__AIM__.
Reproduce each of the rows below word for word, keeping their order.

__SUPPLIED DATA__.
## START

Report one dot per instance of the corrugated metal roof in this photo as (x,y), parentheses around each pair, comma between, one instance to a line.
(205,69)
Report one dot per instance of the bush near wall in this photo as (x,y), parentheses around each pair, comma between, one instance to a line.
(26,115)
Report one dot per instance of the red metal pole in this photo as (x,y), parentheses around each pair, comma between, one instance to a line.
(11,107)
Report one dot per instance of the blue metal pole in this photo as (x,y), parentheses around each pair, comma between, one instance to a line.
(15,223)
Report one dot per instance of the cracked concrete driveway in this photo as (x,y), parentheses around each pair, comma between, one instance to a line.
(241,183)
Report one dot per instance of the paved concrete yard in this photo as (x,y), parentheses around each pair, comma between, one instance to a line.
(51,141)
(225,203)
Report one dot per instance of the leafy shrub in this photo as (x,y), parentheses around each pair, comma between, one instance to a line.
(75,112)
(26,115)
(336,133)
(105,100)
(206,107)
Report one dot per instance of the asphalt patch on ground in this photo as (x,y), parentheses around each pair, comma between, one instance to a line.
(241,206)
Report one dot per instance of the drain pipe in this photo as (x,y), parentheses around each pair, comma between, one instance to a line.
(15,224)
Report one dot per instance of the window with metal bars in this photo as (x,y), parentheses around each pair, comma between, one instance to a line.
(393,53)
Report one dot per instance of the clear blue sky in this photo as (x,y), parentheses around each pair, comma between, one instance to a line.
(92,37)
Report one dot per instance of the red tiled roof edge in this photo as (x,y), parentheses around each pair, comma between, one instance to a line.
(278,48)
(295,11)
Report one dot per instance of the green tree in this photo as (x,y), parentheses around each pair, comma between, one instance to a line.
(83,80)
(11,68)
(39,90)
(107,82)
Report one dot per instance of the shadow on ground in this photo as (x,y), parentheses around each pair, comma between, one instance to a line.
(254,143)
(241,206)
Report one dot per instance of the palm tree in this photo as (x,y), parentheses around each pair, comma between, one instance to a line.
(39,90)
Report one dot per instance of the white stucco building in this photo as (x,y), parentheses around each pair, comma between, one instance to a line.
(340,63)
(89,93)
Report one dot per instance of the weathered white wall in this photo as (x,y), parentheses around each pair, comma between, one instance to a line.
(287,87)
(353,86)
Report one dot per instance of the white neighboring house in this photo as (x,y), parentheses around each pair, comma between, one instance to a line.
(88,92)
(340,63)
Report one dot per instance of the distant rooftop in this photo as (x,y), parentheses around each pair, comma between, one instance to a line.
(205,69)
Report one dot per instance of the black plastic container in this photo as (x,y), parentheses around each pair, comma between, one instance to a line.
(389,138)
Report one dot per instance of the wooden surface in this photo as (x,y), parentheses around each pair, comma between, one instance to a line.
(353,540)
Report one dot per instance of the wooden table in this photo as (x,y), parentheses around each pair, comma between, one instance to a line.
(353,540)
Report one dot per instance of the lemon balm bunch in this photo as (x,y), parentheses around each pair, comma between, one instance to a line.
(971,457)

## END

__CORRECT RESULT__.
Report one dot per instance of the corrugated metal roof in this photo as (x,y), parentheses around each pair, comma between, one instance to a line.
(205,69)
Report one dot per instance of the bush near wall in this photo as (x,y), parentheses around each pair, comma between, one instance to a line.
(26,115)
Report one dot per instance of the red metal pole in this photo as (x,y), parentheses around each pair, comma between, one instance to a line.
(11,107)
Report one dot per instance of the blue metal pole in this photo as (x,y), parentheses around each pair, comma between, one instance to a line.
(15,223)
Report one dot per instance of the cracked concrete driveway in this photo as (x,y), parentheses around each pair, comma between, one instance to a line.
(241,183)
Report one dot per instance of the paved concrete yard in this photo as (x,y), parentheses around each pair, comma between, one instance to a line.
(51,141)
(225,203)
Report one dot per instance of the leafy shrub in this photo as (x,y), parentheses around each pair, comma between, one instance to a line.
(75,112)
(26,115)
(336,133)
(105,100)
(206,107)
Report one dot per instance of the asphalt patch on ground in this photo as (x,y), parentheses around each pair, comma between, one instance to a line.
(241,206)
Report one dot per instance of the drain pipe in this photo as (x,y), parentheses around each pair, comma between, one instance to a line.
(15,224)
Report one dot per instance of the window with metal bars in this photo as (x,y), parentheses around each pair, comma between, one instance to a line.
(393,53)
Report one dot per instance of the clear blue sky in this photo as (x,y), parentheses around each pair, comma between, one instance to a line.
(92,37)
Report one dot per instance of the red tiled roof edge in this photo as (x,y), parentheses around each pair, comma between, one instance to a line.
(278,48)
(295,11)
Report one dot per instance of the green tree in this photo as (x,y), parentheses around each pair, comma between, one instance to a line.
(83,80)
(11,68)
(39,90)
(107,82)
Report one dot per instance of the shadow on ground in this photo as (x,y), parentheses around each pair, comma between, one instance to a line.
(254,143)
(241,206)
Report one dot per instance of the palm tree in this photo as (x,y), parentheses around each pair, comma between, one instance to a line.
(39,90)
Report one dot per instance of the white stucco building in this photo as (x,y), parentheses around each pair, comma between, one instance to a line.
(340,63)
(89,93)
Report one dot per instance of the weathered white wall in this photo as (x,y), parentheses around each pair, comma between, one instance to a line.
(287,87)
(353,86)
Report one dot per instance of the white neighboring house in this photo as (x,y), parentheses around each pair, comma between, one instance to a line.
(88,92)
(340,63)
Report one dot per instance of the distant rooftop in this photo as (x,y), parentheses around each pair, comma between, one instance to a line.
(205,69)
Report one dot per instance of the black plastic container in this photo as (x,y), parentheses around each pair, comma between, one instance to a line.
(389,138)
Report one dot per instance of the wooden surface in this photo as (x,y), parentheses around each pair, comma between, one instance to a line.
(353,540)
Report one dot per instance of the wooden table in this photo as (x,y), parentheses around each pair, comma between, one instance to a line.
(353,540)
Report one dot per instance of the lemon balm bunch in this photo as (x,y), parentheses around each pair, comma between, one instance to a line.
(971,457)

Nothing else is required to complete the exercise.